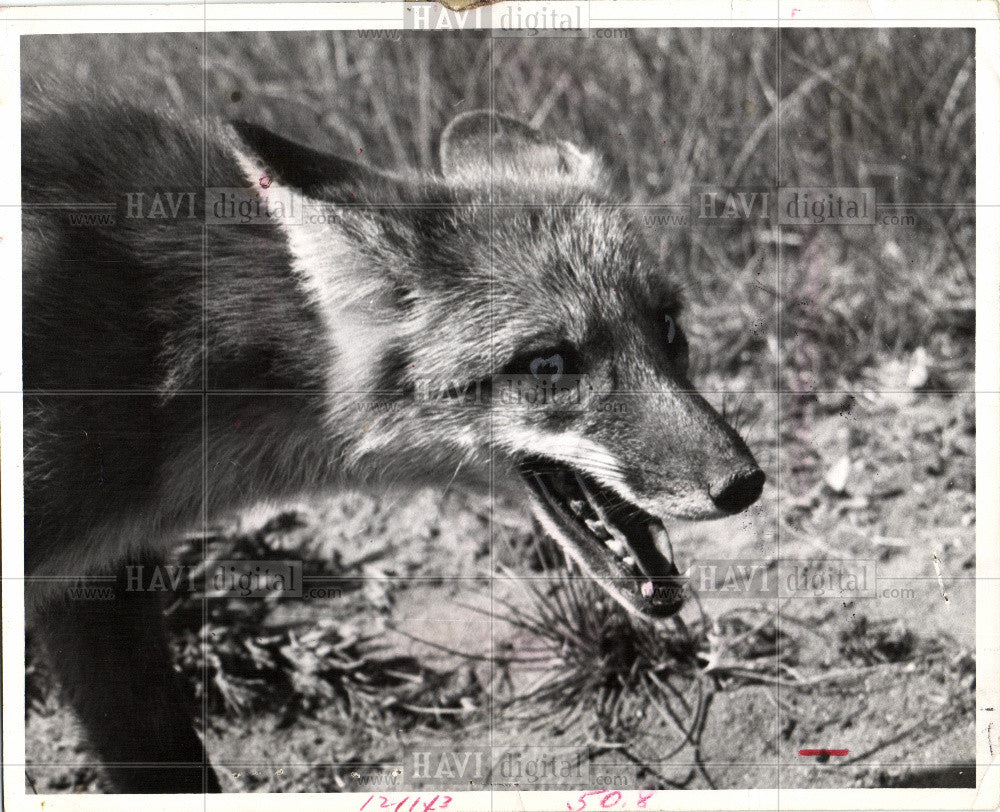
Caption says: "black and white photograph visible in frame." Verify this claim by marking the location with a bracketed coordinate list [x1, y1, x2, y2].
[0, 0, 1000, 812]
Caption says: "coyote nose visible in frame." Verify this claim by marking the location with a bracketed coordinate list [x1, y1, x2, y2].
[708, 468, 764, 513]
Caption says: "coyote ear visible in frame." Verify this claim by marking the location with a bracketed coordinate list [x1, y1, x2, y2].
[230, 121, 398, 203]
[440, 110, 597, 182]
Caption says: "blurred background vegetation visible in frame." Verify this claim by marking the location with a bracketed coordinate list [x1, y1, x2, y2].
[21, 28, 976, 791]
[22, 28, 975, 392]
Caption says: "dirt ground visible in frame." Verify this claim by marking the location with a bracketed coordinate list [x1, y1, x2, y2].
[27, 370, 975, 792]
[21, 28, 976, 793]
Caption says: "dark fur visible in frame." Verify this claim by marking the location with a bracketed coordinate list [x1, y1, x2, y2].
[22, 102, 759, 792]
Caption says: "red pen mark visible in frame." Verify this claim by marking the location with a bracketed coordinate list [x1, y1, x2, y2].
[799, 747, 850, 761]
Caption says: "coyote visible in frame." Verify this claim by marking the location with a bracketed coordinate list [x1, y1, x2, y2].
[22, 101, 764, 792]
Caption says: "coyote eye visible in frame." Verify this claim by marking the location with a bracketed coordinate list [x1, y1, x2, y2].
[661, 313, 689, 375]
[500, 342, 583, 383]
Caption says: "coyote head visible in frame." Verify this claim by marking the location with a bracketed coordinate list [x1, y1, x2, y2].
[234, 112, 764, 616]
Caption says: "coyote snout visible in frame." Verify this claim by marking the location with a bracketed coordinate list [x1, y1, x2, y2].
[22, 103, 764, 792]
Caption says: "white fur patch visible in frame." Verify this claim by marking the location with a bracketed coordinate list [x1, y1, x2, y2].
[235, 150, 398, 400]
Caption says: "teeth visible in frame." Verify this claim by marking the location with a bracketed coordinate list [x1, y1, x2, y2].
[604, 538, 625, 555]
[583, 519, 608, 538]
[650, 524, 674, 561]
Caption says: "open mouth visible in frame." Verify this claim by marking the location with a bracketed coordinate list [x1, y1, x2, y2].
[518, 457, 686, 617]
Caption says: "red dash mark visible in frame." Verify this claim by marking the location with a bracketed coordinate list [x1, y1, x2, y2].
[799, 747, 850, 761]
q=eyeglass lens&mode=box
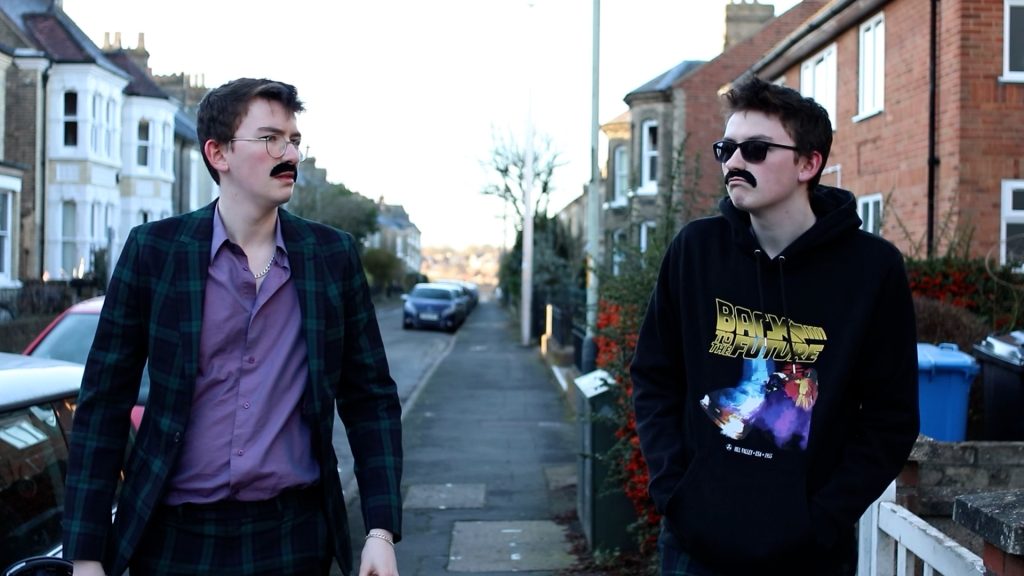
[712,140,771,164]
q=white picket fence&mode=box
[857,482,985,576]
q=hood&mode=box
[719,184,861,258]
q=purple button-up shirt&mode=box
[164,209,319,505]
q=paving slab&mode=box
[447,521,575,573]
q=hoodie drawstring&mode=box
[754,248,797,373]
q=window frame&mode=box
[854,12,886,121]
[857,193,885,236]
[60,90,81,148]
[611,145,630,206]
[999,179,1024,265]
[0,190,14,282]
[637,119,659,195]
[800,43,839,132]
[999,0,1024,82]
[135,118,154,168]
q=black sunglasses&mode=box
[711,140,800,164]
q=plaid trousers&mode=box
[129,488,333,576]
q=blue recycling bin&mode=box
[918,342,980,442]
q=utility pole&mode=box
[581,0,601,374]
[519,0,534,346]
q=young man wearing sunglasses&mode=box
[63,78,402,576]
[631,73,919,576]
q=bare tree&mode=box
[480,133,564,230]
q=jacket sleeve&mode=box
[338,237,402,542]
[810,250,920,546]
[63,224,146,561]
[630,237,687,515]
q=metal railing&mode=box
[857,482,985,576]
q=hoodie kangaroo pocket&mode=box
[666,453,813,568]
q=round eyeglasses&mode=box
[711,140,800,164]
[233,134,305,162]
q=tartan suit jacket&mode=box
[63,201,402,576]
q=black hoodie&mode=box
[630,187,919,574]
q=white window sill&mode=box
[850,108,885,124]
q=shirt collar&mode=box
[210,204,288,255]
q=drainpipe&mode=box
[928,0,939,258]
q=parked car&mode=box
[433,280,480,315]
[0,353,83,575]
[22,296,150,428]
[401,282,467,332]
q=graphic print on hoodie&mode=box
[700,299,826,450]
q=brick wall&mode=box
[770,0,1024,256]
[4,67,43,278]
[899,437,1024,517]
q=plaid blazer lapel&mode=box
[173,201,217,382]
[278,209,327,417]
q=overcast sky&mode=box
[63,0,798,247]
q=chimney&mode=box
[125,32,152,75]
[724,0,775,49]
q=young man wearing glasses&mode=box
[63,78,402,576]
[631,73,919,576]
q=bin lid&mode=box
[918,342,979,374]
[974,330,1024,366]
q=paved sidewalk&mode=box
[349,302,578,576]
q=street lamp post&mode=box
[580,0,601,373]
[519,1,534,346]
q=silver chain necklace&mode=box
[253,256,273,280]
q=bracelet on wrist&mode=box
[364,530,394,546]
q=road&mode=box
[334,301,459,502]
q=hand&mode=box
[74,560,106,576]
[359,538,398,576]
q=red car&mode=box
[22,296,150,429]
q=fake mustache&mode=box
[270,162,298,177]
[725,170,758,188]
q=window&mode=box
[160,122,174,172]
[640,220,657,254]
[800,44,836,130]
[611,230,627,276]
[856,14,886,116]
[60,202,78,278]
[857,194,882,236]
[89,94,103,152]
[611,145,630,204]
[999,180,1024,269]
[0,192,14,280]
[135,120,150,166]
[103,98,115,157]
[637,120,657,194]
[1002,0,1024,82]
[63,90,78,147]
---
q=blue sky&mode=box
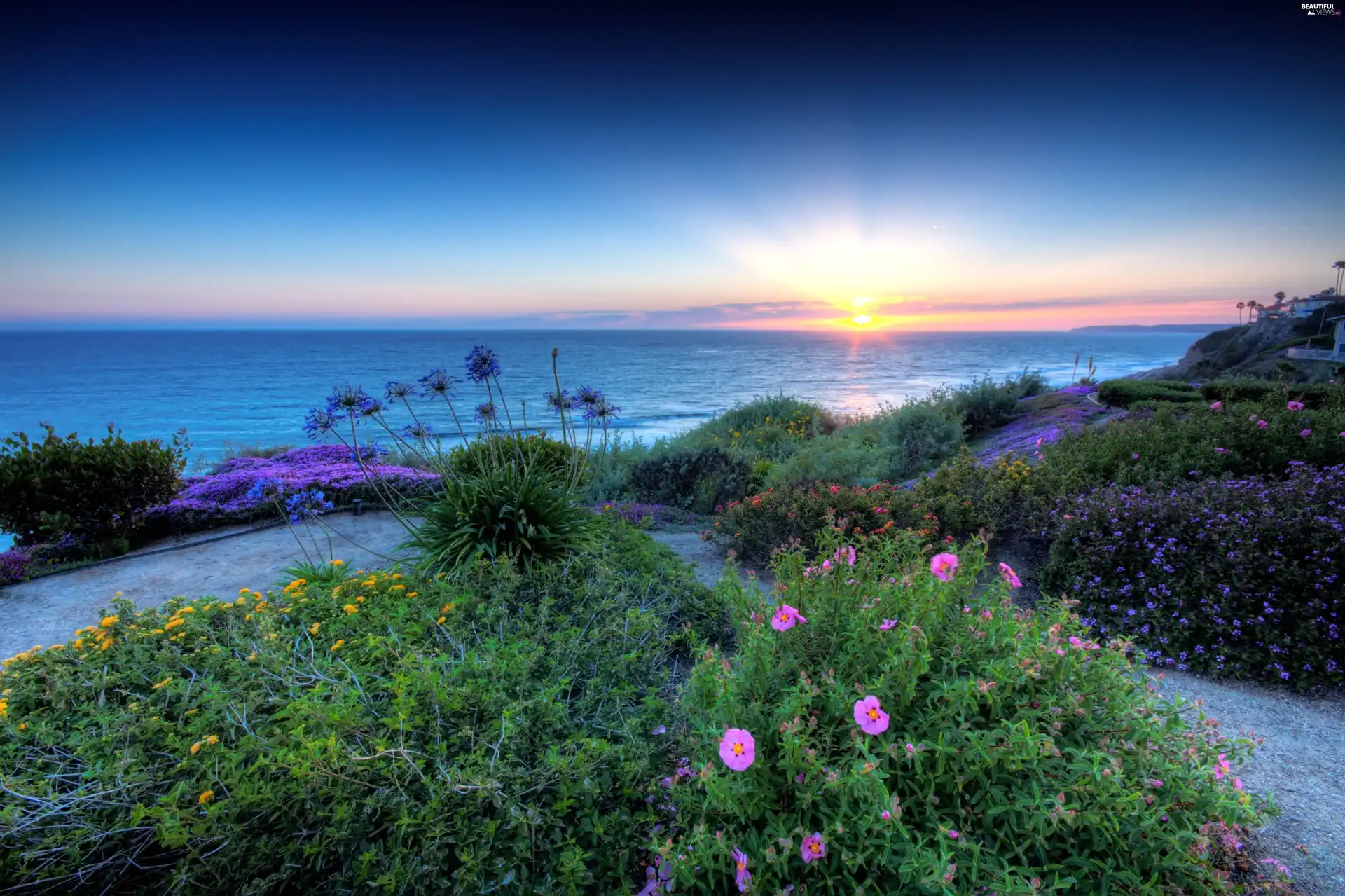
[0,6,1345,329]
---
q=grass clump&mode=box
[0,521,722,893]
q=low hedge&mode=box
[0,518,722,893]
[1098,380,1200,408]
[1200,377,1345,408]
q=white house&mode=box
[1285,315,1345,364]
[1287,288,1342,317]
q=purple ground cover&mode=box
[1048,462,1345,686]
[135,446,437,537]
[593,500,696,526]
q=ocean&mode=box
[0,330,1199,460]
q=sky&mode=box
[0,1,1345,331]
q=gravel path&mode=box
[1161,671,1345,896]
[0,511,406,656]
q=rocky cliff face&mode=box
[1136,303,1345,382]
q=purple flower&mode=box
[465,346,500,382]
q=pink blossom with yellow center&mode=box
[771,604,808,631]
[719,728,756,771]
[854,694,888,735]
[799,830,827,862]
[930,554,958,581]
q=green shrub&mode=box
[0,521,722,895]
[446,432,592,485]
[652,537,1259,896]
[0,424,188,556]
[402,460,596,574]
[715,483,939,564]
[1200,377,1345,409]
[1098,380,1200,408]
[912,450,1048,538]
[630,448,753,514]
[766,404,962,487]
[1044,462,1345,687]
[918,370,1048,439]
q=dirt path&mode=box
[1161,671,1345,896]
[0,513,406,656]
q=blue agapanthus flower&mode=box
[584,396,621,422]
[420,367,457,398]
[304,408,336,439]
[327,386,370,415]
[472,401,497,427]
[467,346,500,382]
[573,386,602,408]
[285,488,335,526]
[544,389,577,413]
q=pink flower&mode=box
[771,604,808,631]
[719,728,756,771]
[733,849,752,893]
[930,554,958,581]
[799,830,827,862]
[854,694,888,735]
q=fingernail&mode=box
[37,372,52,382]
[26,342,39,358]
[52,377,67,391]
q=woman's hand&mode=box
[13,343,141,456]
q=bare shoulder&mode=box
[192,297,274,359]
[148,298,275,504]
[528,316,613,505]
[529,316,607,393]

# TASK BRIEF
Report each line in the listing above that includes the word "jacket".

# SOLUTION TO THE EXERCISE
q=jacket sleeve&mode=box
q=tartan suit jacket&mode=box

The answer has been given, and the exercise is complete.